**Problem details:** Starting at the line with "Tag each instance of the distant headland" and going on through the line with "written like <point>206,145</point>.", reproduce each line in the records below exactly and nothing more.

Image point grounding data
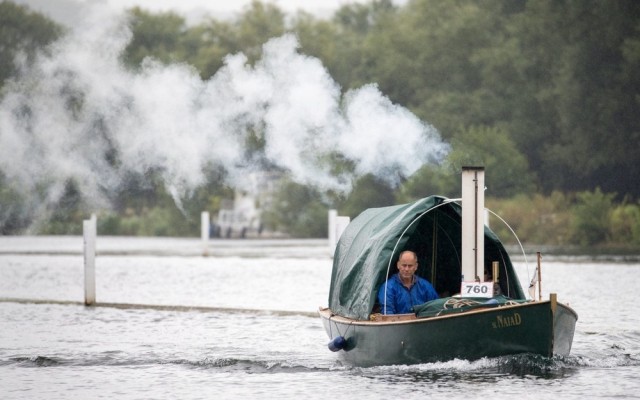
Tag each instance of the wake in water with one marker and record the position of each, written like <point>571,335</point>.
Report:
<point>78,114</point>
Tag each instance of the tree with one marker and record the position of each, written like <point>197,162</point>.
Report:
<point>22,34</point>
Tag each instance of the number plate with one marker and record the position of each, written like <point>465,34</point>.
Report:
<point>476,289</point>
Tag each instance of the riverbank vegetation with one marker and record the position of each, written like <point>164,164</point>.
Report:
<point>544,94</point>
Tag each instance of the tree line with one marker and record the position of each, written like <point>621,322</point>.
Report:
<point>543,93</point>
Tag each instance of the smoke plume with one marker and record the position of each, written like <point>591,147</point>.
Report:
<point>69,115</point>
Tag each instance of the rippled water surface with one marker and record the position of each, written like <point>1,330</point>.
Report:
<point>63,350</point>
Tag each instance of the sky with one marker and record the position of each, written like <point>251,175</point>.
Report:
<point>68,11</point>
<point>84,105</point>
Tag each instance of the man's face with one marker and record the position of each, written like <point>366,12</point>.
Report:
<point>407,265</point>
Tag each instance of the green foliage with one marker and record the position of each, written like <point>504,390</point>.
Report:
<point>542,93</point>
<point>155,35</point>
<point>22,33</point>
<point>624,225</point>
<point>591,217</point>
<point>536,219</point>
<point>507,170</point>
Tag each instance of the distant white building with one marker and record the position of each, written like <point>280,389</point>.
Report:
<point>241,217</point>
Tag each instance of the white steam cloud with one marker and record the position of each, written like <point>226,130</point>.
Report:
<point>78,103</point>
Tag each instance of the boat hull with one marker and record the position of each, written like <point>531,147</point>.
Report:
<point>545,328</point>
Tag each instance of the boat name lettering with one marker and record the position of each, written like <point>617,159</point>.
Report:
<point>505,321</point>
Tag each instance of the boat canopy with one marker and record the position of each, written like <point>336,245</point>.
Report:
<point>368,250</point>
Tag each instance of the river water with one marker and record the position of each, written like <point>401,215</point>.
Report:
<point>53,347</point>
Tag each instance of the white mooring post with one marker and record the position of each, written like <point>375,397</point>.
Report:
<point>337,225</point>
<point>204,226</point>
<point>333,215</point>
<point>89,231</point>
<point>204,232</point>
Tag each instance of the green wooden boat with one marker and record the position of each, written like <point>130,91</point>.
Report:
<point>454,326</point>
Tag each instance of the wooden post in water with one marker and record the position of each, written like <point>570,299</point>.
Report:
<point>89,231</point>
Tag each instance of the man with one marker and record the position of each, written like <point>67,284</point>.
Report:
<point>404,290</point>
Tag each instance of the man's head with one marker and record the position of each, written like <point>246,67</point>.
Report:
<point>407,264</point>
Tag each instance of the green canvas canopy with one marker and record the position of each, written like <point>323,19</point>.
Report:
<point>368,250</point>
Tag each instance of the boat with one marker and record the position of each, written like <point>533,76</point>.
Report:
<point>482,310</point>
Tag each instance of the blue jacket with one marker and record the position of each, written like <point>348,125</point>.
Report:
<point>400,300</point>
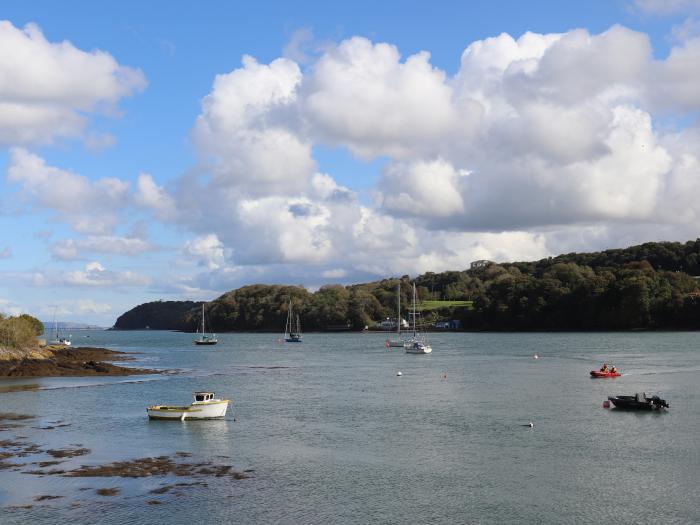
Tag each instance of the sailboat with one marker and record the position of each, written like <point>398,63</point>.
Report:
<point>205,339</point>
<point>398,342</point>
<point>292,330</point>
<point>417,344</point>
<point>57,340</point>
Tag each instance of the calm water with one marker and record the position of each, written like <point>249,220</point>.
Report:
<point>335,436</point>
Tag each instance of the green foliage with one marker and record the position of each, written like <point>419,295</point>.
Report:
<point>19,332</point>
<point>647,286</point>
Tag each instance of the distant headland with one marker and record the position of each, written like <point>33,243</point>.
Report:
<point>652,286</point>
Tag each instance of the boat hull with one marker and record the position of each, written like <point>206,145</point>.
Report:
<point>417,348</point>
<point>598,373</point>
<point>631,403</point>
<point>209,410</point>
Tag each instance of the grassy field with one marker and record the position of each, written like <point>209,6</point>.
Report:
<point>425,306</point>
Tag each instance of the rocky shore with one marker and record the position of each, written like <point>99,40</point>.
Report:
<point>60,361</point>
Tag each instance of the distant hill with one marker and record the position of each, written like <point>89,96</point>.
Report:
<point>68,325</point>
<point>158,315</point>
<point>649,286</point>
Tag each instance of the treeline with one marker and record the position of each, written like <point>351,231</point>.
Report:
<point>651,286</point>
<point>19,332</point>
<point>158,315</point>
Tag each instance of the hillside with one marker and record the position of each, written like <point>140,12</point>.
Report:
<point>650,286</point>
<point>157,315</point>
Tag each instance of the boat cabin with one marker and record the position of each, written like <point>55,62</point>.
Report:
<point>203,397</point>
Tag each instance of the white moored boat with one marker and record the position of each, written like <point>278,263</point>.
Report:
<point>398,342</point>
<point>417,343</point>
<point>204,406</point>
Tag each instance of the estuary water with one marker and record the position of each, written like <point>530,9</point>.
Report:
<point>332,434</point>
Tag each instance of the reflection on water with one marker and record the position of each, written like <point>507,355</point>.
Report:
<point>333,435</point>
<point>17,387</point>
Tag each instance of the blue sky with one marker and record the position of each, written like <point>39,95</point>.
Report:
<point>341,153</point>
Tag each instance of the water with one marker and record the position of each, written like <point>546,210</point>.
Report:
<point>335,436</point>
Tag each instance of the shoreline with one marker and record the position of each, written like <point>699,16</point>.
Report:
<point>75,362</point>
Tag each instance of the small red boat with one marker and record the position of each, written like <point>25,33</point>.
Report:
<point>598,373</point>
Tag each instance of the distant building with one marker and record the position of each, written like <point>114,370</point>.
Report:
<point>483,263</point>
<point>454,324</point>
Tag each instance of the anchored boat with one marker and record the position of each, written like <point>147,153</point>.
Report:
<point>205,339</point>
<point>638,402</point>
<point>204,406</point>
<point>417,343</point>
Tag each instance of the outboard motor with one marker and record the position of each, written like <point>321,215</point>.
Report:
<point>656,400</point>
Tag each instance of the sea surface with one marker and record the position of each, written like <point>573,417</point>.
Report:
<point>332,434</point>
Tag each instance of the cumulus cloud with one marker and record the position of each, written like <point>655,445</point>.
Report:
<point>47,89</point>
<point>537,144</point>
<point>70,249</point>
<point>207,250</point>
<point>532,138</point>
<point>152,197</point>
<point>94,274</point>
<point>246,135</point>
<point>362,96</point>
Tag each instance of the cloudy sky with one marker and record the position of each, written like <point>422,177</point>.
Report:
<point>165,150</point>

**Written solution:**
Tag each instance of the distant headland with one marker and record the position of each, written like <point>33,243</point>.
Report:
<point>652,286</point>
Tag each instance of the boat hull with one marker and record the position of each, written like <point>206,145</point>.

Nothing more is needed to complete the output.